Each record below must be retyped exactly, with nothing left out.

### GIVEN INFORMATION
+ + + + +
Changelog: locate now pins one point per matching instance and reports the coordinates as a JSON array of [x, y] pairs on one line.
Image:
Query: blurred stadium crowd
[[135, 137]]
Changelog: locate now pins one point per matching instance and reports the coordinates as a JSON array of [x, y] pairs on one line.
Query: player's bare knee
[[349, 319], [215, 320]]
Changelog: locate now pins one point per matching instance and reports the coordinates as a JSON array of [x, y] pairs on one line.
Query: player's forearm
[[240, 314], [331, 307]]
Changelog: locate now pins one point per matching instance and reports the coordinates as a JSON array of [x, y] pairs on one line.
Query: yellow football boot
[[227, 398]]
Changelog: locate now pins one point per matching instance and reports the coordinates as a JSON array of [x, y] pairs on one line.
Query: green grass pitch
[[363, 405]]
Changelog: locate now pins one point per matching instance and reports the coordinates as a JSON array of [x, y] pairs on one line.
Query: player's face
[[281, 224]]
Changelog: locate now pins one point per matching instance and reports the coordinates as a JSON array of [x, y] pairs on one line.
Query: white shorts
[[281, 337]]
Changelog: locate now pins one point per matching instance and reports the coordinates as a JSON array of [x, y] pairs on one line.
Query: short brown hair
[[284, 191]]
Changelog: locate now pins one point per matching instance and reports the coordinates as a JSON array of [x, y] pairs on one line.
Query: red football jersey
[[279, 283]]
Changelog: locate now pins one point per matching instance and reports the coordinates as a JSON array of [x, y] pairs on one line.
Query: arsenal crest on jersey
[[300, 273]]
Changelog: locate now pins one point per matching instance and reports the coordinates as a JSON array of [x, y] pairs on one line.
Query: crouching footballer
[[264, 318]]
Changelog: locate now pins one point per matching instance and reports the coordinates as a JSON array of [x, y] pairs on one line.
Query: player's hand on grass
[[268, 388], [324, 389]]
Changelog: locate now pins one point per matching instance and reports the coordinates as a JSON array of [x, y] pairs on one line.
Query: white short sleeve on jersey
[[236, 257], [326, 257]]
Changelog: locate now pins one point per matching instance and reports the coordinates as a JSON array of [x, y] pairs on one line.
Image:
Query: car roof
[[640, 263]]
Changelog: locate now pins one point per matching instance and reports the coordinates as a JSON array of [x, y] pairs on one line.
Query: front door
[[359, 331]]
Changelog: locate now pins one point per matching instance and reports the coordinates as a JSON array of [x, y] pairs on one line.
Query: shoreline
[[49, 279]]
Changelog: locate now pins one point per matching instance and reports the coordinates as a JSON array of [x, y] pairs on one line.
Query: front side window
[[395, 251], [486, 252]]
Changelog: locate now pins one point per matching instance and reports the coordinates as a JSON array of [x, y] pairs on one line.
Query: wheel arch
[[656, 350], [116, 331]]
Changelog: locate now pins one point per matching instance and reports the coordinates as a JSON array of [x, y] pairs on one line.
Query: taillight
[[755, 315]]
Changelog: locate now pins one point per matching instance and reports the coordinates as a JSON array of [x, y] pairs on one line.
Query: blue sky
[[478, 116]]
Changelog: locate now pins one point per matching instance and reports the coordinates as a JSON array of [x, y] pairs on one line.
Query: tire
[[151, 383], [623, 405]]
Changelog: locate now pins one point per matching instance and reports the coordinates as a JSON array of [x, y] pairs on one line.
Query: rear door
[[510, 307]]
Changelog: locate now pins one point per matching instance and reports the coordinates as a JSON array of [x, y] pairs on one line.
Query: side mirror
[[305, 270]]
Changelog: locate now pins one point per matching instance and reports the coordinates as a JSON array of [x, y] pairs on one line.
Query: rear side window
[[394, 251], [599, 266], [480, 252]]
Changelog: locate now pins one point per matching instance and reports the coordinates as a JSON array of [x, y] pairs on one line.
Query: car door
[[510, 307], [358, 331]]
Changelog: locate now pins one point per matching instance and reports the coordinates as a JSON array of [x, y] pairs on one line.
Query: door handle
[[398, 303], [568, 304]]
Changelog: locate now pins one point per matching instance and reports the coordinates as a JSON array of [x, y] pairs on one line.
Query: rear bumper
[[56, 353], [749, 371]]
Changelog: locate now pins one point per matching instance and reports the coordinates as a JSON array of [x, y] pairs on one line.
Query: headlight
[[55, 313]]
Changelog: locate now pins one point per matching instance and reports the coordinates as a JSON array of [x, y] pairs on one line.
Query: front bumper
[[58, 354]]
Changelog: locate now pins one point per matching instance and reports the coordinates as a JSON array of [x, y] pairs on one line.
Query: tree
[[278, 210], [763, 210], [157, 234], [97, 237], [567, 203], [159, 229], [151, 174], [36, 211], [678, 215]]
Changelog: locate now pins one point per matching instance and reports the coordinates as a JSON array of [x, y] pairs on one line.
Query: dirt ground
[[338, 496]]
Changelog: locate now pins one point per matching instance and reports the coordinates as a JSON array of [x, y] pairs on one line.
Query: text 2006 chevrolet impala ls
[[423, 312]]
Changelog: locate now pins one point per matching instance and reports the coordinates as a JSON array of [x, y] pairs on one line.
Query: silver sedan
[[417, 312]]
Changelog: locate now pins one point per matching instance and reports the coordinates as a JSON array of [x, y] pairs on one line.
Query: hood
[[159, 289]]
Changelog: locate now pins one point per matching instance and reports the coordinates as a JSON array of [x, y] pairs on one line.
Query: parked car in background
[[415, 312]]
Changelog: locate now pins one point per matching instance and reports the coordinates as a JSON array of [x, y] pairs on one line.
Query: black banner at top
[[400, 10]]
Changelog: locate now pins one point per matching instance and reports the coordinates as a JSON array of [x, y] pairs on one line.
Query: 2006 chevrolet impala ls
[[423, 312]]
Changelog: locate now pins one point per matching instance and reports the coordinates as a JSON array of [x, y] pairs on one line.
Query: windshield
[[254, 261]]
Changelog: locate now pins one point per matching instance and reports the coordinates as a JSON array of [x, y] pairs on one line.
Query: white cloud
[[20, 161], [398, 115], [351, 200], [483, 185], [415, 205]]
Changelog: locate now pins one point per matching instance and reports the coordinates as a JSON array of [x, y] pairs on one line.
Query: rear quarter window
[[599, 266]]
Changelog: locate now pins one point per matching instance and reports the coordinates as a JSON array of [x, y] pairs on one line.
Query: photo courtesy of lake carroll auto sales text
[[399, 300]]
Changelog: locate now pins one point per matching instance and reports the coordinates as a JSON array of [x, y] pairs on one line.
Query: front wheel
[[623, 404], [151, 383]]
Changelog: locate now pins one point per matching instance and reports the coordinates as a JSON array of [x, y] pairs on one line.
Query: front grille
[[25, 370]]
+ + + + +
### SOLUTION TO THE EXERCISE
Changelog: locate now pins one point per matching instance and reports the coordinates as a JSON array of [x, y] pairs on one line.
Image:
Query: blurred stadium crowd
[[135, 137]]
Changelog: locate now pins one point per matching instance and reports the coordinates as a JSON array of [x, y] pairs on one line.
Query: player's bare knee
[[349, 319], [215, 320]]
Changelog: locate now pins one point per matching instance and reports the coordinates as a JSON array of [x, y] pairs on one line.
Query: player's forearm
[[240, 314], [331, 307]]
Changelog: locate now pins one point per matching instance and reports the coordinates as a JSON array of [x, y] pairs on one line.
Query: yellow football boot
[[227, 398]]
Changelog: locate now pins one point per matching instance and reports the coordinates as a JSON array of [x, y] pairs on one line.
Query: green grass pitch
[[363, 405]]
Changelog: locate now pins one point per matching instance and reports the coordinates as a JSON array of [x, y] pairs on one line.
Query: player's face
[[281, 224]]
Changelog: locate now pins one point per matching instance and reports the coordinates as a JSON array of [x, y] pairs on one line.
Query: white shorts
[[281, 337]]
Changelog: locate now pins one point per matching instance and reports the coordinates as a JSON array of [x, y] pairs on one line.
Query: short brown hair
[[284, 191]]
Changelog: locate now pins one point per matching instance and reports the coordinates as a JSON array of [x, y] pairs on one line.
Query: red football jersey
[[279, 283]]
Changelog: locate now pins one point per matching instance and reports the coordinates as a JSON array of [x, y] pairs on one line.
Query: arsenal crest on jersey
[[300, 273]]
Changelog: locate now pins one point per matching instance and reports the coordinates as a JSON array of [x, y] pairs on one line.
Query: crouching footballer
[[264, 318]]
Changelog: locate now pins one point per matching instance and reports the coordinates as a JSON array of [x, y] pairs on one line.
Query: player's hand on grass
[[268, 388], [324, 389]]
Changelog: locate now pins one point per matching instance and reports the coordinates as a JSON array of [x, y] pairs on one line.
Query: white short sleeve on jersey
[[236, 257], [326, 257]]
Changelog: locate now pins one point per matching instance and reports the coordinates as a JSON array of [x, y] pairs on one line.
Image:
Query: car roof
[[640, 263]]
Changelog: locate now pins one point per matching instance and reports the coordinates as a JSON array of [x, y] pairs on one line.
Query: front door
[[359, 331]]
Changelog: locate now pins one point per matching instance and reports the coordinates as a JSON array of [x, y] pairs on one line.
Query: shoreline
[[49, 279]]
Changelog: locate now pins one point per matching instance and reports the coordinates as a JSON array of [x, y] pairs on one line.
Query: front side window
[[395, 251], [486, 252]]
Changelog: locate now pins one point per matching instance and reports the coordinates as a JSON array of [x, y] pairs on one line.
Query: wheel arch
[[656, 350], [116, 331]]
Changelog: locate now pins one point per matching instance and reports the coordinates as a JSON array of [x, y] pairs on one line.
Query: taillight
[[755, 315]]
Changelog: locate now pins one point per matching instance and reports the coordinates as a JSON array of [x, y] pairs on one line.
Query: blue sky
[[478, 116]]
Changelog: locate now pins one point per matching instance and reports the coordinates as a JSON array of [x, y] pairs on one line.
Query: tire
[[151, 383], [623, 405]]
Changelog: locate now pins one point per matching instance and reports the coordinates as a JSON array of [x, y] pairs on one line.
Query: rear door
[[510, 307]]
Changelog: locate now pins one point per matching instance and reports the coordinates as a JSON array of [x, y] pairs on one line.
Query: side mirror
[[305, 270]]
Changelog: locate now pins one point per matching instance and reports the coordinates as a JSON array of [x, y] pairs on one line.
Query: rear side window
[[394, 251], [599, 266], [480, 252]]
Changelog: locate now pins one point per matching instance and reports the coordinates as a JSON array of [x, y] pairs on one line.
Query: car door
[[510, 307], [358, 331]]
Changelog: locate now pins one point per matching instance and reports the coordinates as a JSON array of [x, y] pairs on one line.
Query: door handle
[[398, 303], [568, 304]]
Changelog: locate now pins one point per matching instance and reports the coordinates as a JSON array of [x, y] pairs on one line.
Query: rear bumper
[[56, 353], [749, 371]]
Changelog: locate now pins one point per matching instance and reports the coordinates as a JSON array of [x, y] pairs on one line.
Query: headlight
[[55, 313]]
Changelog: locate now pins one point per matching instance and reports the coordinates as a JSON array of [x, y] pairs on one line.
Query: front bumper
[[58, 354]]
Changelog: locate now pins one point per matching instance and reports the coordinates as a JSON array of [x, y] pairs on one line.
Query: tree
[[278, 210], [763, 210], [157, 234], [97, 237], [567, 203], [159, 229], [151, 174], [36, 211], [678, 215]]
Changelog: locate now pins one point per matching instance and reports the coordinates as a JSON array of [x, y] pairs on one line.
Query: dirt ground
[[338, 496]]
Changelog: locate now pins one point per matching instance and reports the coordinates as a JSON array of [x, y] pairs on one line.
Query: text 2006 chevrolet impala ls
[[423, 312]]
Changelog: locate now pins one point per matching instance and reports the coordinates as a JSON array of [x, y] pairs on one line.
Query: silver sedan
[[417, 312]]
Changelog: locate now pins one point per matching instance and reports the coordinates as a JSON array of [x, y] pairs on one line.
Query: hood
[[159, 289]]
Changelog: locate now pins one point per matching instance and reports the coordinates as a JSON array of [x, y] pairs on one line.
Query: parked car in background
[[415, 312]]
Changelog: locate now pins one point per matching instance and reports the coordinates as a JSON array of [x, y] pairs on one line.
Query: black banner at top
[[400, 10]]
Changelog: locate now pins one point per matching instance and reports the coordinates as a JSON array of [x, y] pairs on one line.
Query: 2006 chevrolet impala ls
[[423, 312]]
Changelog: locate now pins one point per matching instance and reports the coordinates as a JSON array of [x, y] pairs on one line.
Query: windshield
[[254, 261]]
Changelog: locate now pins one point per matching instance and reports the coordinates as a JSON array of [x, y] pairs on one line.
Query: white cloud
[[20, 161], [398, 115], [351, 200], [483, 185], [415, 205]]
Changelog: locate now pins one point per matching instance and reports the coordinates as a JSON array of [x, y] pairs on one line.
Query: rear quarter window
[[599, 266]]
Changelog: locate now pins one point per matching instance and reports the coordinates as a JSON array of [x, y] pairs on one line.
Query: photo courtesy of lake carroll auto sales text
[[399, 300]]
Changelog: locate now pins one point per matching instance and reports the coordinates as a JSON array of [x, y] pairs on one line.
Query: front wheel
[[623, 404], [151, 383]]
Changelog: locate now pins one point per matching instance and reports the coordinates as a JSON array of [x, y] pairs on one line.
Query: front grille
[[25, 370]]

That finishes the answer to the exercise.